• YOUR GOAL:
Answer these questions from the article page on human epicardium-derived cells:
1. In which volume and issue of Molecular biology of the cell was the article published?
2. The function of which molecule is required for fusion to occur?
3. Which cell type does not show an increased rate of fusion after treatment with IL-4 or IL-13?

• TEXT EXCERPT:
——————————

Human epicardium-derived cells fuse with high efficiency with skeletal myotubes and differentiate toward the skeletal muscle phenotype: a comparison study with stromal and endothelial cells

• Published in: Molecular biology of the cell Vol. 22; no. 5; pp. 581 - 592
• Main Authors: Gentile, Antonietta, Toietta, Gabriele, Pazzano, Vincenzo, Tsiopoulos, Vasileios D, Giglio, Ada Francesca, Crea, Filippo, Pompilio, Giulio, Capogrossi, Maurizio C, Di Rocco, Giuliana
• Format: Journal Article
• Language: English
• Published: United States The American Society for Cell Biology 01.03.2011
• Subjects: Animals; Cell Differentiation; Cell Fusion; Cell Nucleus - metabolism; Cellular Reprogramming - genetics; Coculture Techniques; Dystrophin - metabolism; Endothelial Cells - cytology; Endothelial Cells - metabolism; Endothelial Cells - transplantation; Gene Expression Regulation; Gene Knockdown Techniques; Humans; Interleukin-13 - metabolism; Interleukin-4 - metabolism; Mesoderm - cytology; Mice; Mice, Inbred mdx; Muscle Fibers, Skeletal - cytology; Muscle Fibers, Skeletal - metabolism; Muscle, Skeletal - cytology; Myoblasts - cytology; Myoblasts - secretion; MyoD Protein - metabolism; Organ Specificity - genetics; Pericardium - cytology; Phenotype; Receptors, Interleukin-4 - metabolism; Stromal Cells - cytology; Stromal Cells - metabolism; Stromal Cells - transplantation; Vascular Cell Adhesion Molecule-1 - metabolism
• ISSN: 1059-1524; 1939-4586
• DOI: 10.1091/mbc.E10-06-0537

Recent studies have underscored a role for the epicardium as a source of multipotent cells. Here, we investigate the myogenic potential of adult human epicardium-derived cells (EPDCs) and analyze their ability to undergo skeletal myogenesis when cultured with differentiating primary myoblasts. Results are compared to those obtained with mesenchymal stromal cells (MSCs) and with endothelial cells, another mesodermal derivative. We demonstrate that EPDCs spontaneously fuse with pre-existing myotubes with an efficiency that is significantly higher than that of other cells. Although at a low frequency, endothelial cells may also contribute to myotube formation. In all cases analyzed, after entering the myotube, nonmuscle nuclei are reprogrammed to express muscle-specific genes. The fusion competence of nonmyogenic cells in vitro parallels their ability to reconstitute dystrophin expression in mdx mice. We additionally show that vascular cell adhesion molecule 1 (VCAM1) expression levels of nonmuscle cells are modulated by soluble factors secreted by skeletal myoblasts and that VCAM1 function is required for fusion to occur. Finally, treatment with interleukin (IL)-4 or IL-13, two cytokines released by differentiating myotubes, increases VCAM1 expression and enhances the rate of fusion of EPDCs and MSCs, but not that of endothelial cells.

——————————

• SOURCE DATA:
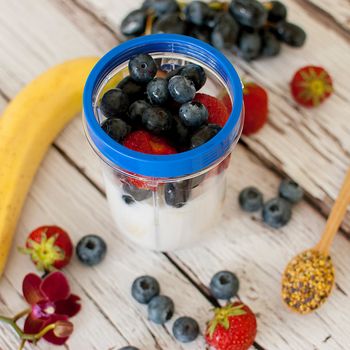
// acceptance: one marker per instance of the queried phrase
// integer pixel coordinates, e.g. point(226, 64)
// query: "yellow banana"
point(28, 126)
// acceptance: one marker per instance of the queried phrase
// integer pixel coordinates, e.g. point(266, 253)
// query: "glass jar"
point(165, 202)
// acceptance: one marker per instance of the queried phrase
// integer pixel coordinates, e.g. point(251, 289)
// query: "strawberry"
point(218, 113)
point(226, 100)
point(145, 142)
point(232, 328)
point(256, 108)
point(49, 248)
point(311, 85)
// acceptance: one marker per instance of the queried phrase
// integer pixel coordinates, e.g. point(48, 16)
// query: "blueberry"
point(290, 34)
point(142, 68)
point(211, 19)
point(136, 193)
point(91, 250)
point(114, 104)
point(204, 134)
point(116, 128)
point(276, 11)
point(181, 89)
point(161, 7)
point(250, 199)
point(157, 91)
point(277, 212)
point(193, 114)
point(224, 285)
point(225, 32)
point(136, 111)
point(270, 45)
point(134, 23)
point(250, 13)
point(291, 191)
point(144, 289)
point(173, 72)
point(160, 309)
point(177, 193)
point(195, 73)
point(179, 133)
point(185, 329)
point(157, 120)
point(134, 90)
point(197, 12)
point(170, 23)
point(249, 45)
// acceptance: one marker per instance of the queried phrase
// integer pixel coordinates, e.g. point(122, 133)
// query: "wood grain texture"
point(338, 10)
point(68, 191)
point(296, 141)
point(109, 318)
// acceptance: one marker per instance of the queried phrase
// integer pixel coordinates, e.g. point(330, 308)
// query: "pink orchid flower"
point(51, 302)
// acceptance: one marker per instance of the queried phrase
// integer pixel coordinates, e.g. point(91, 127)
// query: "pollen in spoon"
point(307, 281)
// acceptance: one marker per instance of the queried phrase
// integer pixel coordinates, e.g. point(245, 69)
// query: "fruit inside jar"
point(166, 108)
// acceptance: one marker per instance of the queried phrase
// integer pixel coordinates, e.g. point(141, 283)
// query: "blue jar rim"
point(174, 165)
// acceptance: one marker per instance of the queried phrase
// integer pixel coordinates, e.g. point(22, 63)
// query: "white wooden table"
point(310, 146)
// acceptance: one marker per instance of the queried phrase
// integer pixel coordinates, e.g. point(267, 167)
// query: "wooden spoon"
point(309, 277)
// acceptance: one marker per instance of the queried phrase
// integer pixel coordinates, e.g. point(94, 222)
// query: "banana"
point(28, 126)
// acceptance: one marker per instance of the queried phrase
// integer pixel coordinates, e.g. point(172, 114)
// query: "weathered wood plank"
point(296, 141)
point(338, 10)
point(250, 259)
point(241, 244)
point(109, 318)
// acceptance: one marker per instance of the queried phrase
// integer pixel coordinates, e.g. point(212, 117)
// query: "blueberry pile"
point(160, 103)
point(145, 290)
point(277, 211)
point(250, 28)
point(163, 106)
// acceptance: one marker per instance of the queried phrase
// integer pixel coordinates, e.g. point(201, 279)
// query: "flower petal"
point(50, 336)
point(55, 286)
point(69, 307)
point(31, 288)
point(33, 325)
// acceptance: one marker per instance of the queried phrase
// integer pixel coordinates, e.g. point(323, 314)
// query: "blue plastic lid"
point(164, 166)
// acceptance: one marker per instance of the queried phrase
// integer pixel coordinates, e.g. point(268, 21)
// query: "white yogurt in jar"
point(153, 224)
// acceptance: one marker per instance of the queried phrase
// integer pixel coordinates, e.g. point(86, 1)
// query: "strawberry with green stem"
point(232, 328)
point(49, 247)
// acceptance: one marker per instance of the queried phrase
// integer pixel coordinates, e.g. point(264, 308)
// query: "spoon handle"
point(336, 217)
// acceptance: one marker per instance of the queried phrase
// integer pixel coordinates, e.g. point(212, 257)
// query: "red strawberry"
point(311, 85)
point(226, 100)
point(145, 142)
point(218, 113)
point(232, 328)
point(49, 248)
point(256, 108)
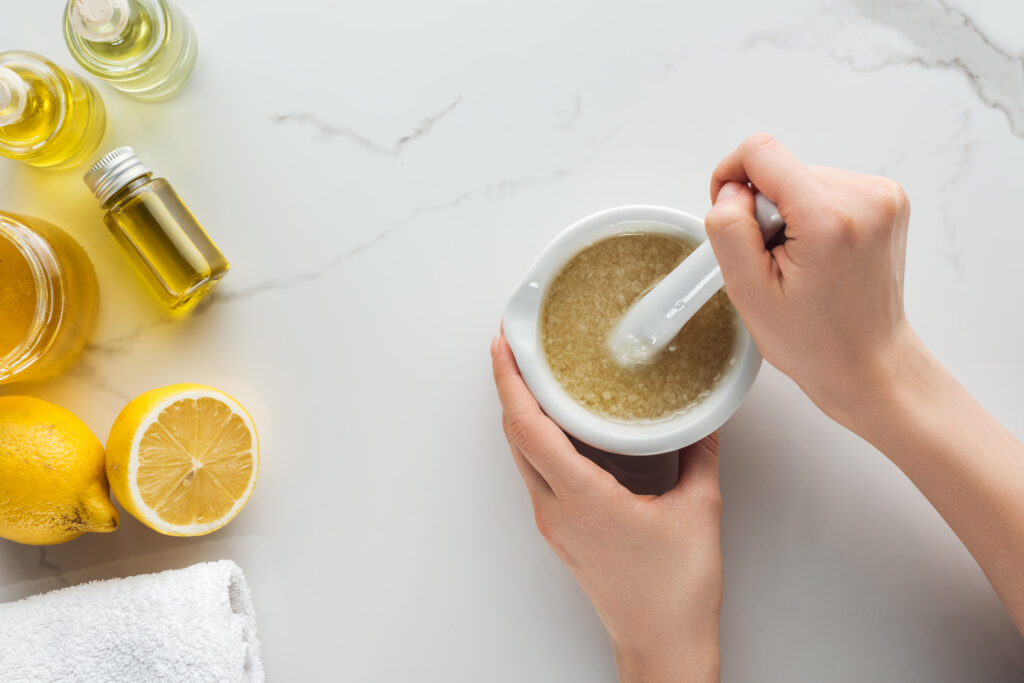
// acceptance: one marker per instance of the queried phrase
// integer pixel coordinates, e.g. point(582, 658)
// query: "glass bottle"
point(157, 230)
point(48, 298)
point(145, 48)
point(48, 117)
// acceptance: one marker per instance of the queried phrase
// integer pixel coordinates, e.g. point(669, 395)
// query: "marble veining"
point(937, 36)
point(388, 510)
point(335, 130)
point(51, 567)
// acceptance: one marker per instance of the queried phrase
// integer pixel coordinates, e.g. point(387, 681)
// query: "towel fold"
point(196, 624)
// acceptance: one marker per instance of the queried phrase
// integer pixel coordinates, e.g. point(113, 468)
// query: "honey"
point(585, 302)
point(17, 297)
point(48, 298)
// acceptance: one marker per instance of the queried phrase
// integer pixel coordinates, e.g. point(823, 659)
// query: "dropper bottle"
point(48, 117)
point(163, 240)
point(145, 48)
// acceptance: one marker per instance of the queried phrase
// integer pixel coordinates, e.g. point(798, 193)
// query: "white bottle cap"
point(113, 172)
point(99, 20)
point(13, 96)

——————————

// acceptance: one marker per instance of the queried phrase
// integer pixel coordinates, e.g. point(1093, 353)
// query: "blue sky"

——————————

• EXERCISE RESULT:
1. Volume 22, issue 5.
2. Vascular cell adhesion molecule 1 (VCAM1).
3. Endothelial cells.